**Coordinate labeling data:**
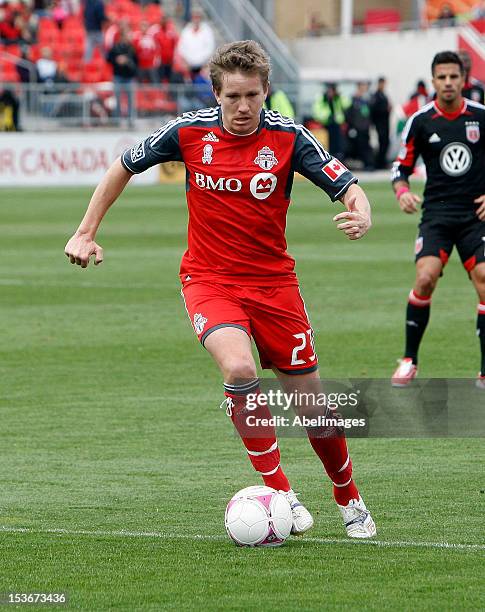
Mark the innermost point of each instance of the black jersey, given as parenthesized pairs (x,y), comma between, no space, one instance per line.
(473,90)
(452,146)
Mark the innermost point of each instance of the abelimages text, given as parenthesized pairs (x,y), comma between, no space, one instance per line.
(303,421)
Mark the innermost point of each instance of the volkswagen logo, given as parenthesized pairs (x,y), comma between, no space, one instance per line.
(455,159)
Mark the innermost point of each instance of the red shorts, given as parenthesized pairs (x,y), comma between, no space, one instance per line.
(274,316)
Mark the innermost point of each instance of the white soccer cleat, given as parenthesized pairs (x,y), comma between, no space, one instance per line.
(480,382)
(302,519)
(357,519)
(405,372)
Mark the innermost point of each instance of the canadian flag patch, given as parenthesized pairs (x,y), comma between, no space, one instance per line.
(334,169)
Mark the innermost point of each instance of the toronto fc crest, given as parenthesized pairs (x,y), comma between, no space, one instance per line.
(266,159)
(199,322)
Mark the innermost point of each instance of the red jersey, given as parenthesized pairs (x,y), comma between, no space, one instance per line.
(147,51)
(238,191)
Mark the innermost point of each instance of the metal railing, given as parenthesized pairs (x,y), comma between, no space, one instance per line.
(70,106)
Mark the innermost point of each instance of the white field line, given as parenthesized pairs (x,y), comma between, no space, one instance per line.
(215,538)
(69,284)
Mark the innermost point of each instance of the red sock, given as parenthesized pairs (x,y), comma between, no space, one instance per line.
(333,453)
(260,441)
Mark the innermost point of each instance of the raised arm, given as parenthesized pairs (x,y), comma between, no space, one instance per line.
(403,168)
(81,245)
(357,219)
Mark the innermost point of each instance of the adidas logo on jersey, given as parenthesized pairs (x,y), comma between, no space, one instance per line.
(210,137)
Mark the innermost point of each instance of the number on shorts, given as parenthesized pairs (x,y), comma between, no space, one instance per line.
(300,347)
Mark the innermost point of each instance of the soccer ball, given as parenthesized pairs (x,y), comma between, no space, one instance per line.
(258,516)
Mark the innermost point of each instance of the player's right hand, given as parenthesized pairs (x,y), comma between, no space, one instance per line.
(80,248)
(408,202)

* * *

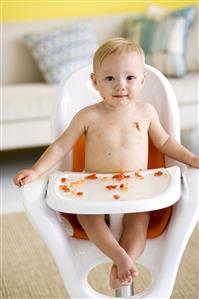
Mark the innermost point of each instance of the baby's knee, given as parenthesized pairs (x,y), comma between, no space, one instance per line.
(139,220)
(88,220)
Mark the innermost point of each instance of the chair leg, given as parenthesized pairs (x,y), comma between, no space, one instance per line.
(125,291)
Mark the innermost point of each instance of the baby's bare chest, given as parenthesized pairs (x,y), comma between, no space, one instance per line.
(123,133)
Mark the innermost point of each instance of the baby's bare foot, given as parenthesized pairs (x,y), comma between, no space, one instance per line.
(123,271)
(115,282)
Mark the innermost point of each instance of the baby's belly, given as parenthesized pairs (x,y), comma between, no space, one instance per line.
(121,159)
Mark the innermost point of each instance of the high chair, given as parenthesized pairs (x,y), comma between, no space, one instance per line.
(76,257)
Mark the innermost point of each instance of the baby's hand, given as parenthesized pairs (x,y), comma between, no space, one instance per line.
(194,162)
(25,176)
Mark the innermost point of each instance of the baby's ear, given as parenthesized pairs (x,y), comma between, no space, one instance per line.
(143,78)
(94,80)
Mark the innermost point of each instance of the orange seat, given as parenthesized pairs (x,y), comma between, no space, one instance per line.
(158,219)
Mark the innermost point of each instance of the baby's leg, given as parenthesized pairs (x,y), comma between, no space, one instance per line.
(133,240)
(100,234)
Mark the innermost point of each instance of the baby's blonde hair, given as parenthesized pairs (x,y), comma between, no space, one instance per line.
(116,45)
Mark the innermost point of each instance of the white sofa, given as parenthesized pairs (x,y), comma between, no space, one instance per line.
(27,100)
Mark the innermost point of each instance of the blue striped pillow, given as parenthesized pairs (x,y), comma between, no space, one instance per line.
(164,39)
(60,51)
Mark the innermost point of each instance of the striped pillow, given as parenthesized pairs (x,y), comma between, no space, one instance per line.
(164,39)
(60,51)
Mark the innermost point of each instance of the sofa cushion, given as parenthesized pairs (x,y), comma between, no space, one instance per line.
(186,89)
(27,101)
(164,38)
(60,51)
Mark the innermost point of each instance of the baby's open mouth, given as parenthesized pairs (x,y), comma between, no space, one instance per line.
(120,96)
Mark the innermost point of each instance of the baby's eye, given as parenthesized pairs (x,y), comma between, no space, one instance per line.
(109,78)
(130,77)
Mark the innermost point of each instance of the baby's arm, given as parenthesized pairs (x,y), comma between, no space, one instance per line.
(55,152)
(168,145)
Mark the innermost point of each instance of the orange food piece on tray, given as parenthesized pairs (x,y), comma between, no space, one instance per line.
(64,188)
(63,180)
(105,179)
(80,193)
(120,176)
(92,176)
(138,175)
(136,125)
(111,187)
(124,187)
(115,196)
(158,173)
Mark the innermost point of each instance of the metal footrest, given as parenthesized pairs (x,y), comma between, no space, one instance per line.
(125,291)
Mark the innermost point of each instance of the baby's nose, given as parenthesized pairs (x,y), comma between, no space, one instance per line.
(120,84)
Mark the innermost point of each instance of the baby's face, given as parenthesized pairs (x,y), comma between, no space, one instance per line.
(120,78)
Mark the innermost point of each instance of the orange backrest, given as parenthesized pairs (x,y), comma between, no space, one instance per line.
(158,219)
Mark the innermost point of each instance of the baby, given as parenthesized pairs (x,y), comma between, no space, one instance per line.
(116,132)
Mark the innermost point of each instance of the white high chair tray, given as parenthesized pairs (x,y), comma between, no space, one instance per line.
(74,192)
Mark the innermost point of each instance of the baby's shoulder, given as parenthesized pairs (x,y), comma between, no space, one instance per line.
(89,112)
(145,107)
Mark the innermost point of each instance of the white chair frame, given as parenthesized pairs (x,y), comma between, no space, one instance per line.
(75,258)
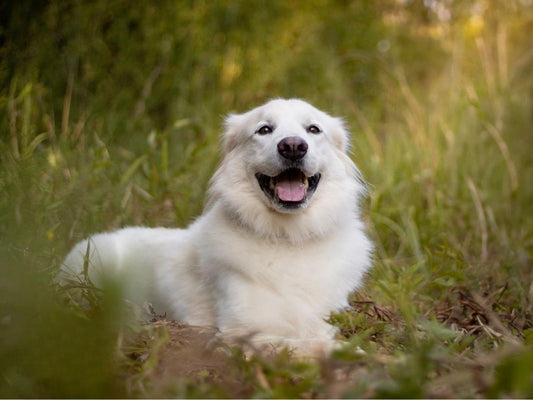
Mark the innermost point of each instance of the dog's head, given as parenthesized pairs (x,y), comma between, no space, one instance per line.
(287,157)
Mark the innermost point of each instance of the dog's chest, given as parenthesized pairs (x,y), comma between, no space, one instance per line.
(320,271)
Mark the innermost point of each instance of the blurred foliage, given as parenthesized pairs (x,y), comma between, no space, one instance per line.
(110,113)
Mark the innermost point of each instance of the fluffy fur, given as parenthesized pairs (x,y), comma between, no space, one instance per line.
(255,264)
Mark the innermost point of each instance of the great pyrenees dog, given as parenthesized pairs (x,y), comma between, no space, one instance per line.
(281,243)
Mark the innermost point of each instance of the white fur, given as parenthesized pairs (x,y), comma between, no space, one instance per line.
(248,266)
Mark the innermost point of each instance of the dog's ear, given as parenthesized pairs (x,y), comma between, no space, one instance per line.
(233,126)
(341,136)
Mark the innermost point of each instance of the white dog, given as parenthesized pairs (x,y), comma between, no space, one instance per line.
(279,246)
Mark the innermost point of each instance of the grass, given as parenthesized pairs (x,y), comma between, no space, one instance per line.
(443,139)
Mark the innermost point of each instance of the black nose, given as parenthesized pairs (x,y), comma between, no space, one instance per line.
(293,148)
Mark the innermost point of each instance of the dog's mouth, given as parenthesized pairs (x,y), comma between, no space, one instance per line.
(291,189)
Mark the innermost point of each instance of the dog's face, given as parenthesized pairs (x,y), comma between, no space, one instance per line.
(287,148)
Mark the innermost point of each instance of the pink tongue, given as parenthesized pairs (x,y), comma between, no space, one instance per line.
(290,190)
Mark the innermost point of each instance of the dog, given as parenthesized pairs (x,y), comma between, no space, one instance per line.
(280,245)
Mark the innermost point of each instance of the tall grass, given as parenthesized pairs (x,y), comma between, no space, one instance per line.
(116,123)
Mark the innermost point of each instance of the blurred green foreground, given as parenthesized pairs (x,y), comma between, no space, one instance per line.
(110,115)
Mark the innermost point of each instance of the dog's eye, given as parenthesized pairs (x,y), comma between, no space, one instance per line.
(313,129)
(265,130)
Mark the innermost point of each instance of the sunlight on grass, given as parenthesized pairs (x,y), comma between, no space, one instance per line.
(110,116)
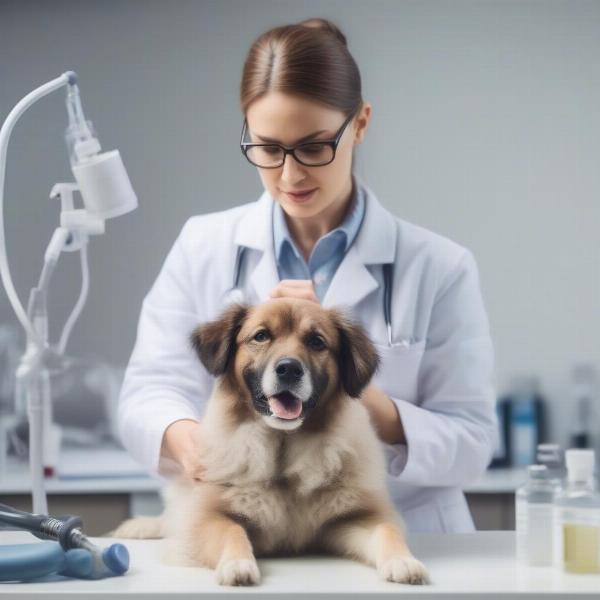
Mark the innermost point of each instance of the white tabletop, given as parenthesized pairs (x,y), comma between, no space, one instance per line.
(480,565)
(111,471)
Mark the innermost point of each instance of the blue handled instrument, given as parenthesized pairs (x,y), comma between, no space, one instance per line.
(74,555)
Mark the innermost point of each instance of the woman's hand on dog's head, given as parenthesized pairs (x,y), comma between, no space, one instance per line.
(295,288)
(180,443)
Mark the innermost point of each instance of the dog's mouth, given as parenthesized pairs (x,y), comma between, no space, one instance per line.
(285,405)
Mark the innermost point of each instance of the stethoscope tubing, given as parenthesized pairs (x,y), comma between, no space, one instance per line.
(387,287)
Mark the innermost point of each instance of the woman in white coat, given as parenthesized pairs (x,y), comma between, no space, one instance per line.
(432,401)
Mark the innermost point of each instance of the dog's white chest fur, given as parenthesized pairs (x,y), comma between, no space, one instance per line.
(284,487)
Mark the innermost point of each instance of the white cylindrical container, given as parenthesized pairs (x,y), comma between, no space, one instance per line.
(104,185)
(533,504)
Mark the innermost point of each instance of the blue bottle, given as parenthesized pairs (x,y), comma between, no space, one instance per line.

**PROBLEM DESCRIPTION:** Extract every line of the rows above that contains the word "jersey". Case counts, so match capitalization precisely.

**OUTPUT BELOW:**
Mark the innermost point of each instance of the black jersey, given as parenthesized pairs (x,y), comma between, no space, one instance per line.
Mark the innermost point of each instance of the red jersey, given as parenthesized pairs (x,y), comma between, no space, one instance per line.
Mark the innermost point of each instance of the adidas logo on jersey, given as parenthesized pairs (x,y), comma between, no space, one instance per line.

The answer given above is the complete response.